Rows from a dataset
•••

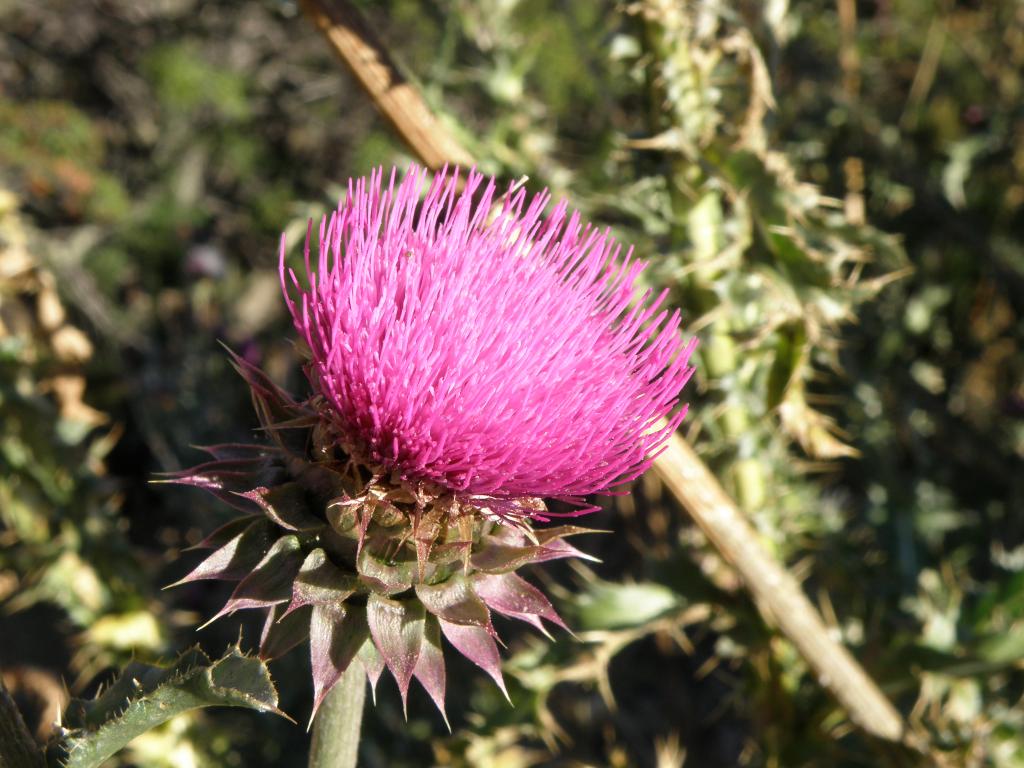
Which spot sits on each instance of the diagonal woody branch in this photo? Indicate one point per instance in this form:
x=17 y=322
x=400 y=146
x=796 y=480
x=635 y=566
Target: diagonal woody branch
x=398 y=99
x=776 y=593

•••

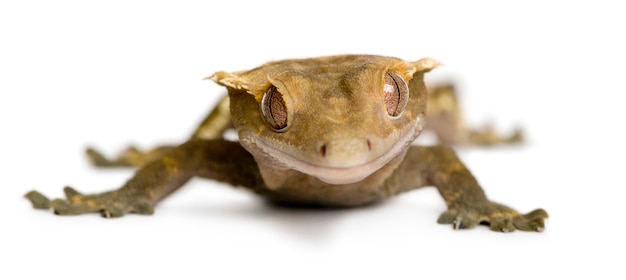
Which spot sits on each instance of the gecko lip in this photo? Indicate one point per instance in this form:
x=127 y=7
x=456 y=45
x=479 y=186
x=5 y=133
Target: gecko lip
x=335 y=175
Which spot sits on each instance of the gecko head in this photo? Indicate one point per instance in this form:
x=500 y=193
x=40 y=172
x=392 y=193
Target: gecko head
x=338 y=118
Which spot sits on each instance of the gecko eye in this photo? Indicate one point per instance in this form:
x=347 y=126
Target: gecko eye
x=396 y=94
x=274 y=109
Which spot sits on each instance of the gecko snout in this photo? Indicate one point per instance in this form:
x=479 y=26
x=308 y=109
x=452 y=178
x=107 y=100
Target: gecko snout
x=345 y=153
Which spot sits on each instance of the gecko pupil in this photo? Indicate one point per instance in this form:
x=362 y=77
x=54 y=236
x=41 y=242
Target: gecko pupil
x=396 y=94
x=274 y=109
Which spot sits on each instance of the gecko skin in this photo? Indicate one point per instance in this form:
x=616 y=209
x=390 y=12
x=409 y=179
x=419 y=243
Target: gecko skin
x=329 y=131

•••

Brief ::
Update the records starting at the line containing "Which spot sits on each instance of the diagonal" and ending at the line containing "x=776 y=593", swapping "woody branch" for "bare branch" and leaving everything else unchanged.

Finished exercise ::
Which spot sits on each instance of the diagonal bare branch in this photo? Indicate one point per instance in this form:
x=17 y=322
x=400 y=146
x=796 y=480
x=635 y=566
Target: diagonal bare branch
x=398 y=99
x=776 y=593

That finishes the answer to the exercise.